┌─ DATA EXTRACTS
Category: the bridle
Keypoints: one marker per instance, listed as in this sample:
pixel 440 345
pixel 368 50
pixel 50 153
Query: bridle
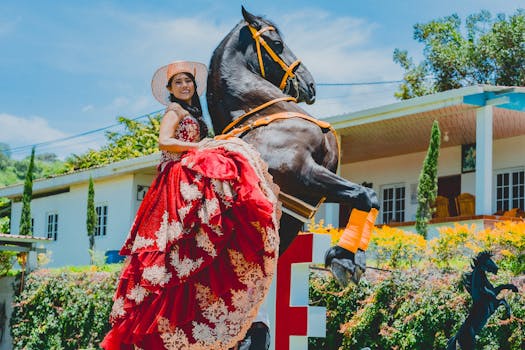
pixel 288 69
pixel 288 76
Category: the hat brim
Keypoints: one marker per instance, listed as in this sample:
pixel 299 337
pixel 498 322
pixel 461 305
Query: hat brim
pixel 160 78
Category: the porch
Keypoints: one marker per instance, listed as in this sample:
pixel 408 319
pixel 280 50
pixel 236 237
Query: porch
pixel 482 129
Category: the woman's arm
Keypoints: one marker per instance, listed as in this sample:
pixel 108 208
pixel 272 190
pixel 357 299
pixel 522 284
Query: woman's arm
pixel 168 125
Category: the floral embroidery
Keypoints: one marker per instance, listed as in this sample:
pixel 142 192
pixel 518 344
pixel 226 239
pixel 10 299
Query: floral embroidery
pixel 189 192
pixel 167 231
pixel 203 333
pixel 141 242
pixel 183 211
pixel 156 275
pixel 224 190
pixel 204 242
pixel 137 294
pixel 208 210
pixel 172 338
pixel 118 308
pixel 185 266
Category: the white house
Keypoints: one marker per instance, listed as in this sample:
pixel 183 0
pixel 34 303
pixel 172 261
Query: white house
pixel 59 207
pixel 383 146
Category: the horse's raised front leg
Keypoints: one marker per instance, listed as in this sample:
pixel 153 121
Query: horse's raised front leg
pixel 347 260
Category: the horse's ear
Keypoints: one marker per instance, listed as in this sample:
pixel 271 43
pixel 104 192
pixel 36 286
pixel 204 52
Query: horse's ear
pixel 251 19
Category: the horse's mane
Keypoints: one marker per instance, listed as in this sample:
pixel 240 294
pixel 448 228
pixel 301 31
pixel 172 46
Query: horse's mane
pixel 477 261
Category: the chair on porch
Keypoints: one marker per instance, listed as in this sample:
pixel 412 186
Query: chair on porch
pixel 511 213
pixel 441 205
pixel 466 204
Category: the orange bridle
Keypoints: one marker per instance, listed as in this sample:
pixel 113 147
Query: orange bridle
pixel 259 40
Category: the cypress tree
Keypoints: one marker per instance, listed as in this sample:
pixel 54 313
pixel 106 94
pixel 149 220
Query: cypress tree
pixel 427 187
pixel 25 218
pixel 91 220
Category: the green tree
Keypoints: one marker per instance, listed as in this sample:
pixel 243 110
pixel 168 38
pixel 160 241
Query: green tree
pixel 25 219
pixel 91 220
pixel 427 187
pixel 136 140
pixel 487 51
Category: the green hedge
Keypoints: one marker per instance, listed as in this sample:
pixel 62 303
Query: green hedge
pixel 408 310
pixel 412 309
pixel 63 310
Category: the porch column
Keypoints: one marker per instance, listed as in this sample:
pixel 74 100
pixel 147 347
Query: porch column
pixel 484 121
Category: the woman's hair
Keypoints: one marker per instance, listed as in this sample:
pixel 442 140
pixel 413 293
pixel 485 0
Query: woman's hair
pixel 195 108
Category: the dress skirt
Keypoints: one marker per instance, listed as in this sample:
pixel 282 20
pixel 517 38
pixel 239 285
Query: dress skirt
pixel 202 252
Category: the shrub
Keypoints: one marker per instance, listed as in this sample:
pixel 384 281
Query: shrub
pixel 393 247
pixel 412 309
pixel 63 310
pixel 451 244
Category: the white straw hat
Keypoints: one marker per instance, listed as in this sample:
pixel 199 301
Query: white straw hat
pixel 163 74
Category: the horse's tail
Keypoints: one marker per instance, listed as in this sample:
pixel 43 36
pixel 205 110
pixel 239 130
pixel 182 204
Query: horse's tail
pixel 451 344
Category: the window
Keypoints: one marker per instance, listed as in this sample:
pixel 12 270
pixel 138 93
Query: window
pixel 393 203
pixel 102 220
pixel 52 226
pixel 510 189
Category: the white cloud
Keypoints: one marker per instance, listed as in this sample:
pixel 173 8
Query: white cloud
pixel 339 49
pixel 25 131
└─
(WHAT IS EXPECTED): Print exactly the lines above, between the one holding "pixel 168 38" and the one holding "pixel 485 0", inclusive, and nothing besides.

(REPLY TO THE EXERCISE):
pixel 168 38
pixel 160 241
Query: green tree
pixel 25 219
pixel 91 220
pixel 427 187
pixel 136 140
pixel 487 51
Category: the green hedge
Keypoints: one marker per instance, listed as in this sample:
pixel 62 303
Query: green hedge
pixel 408 310
pixel 412 309
pixel 63 310
Category: the porch column
Keypoints: one marker per instance, listed as in this sample:
pixel 74 100
pixel 147 347
Query: porch column
pixel 484 121
Category: the woman's hair
Keypoints: one marker per instance, listed as in this sample:
pixel 442 140
pixel 413 293
pixel 485 0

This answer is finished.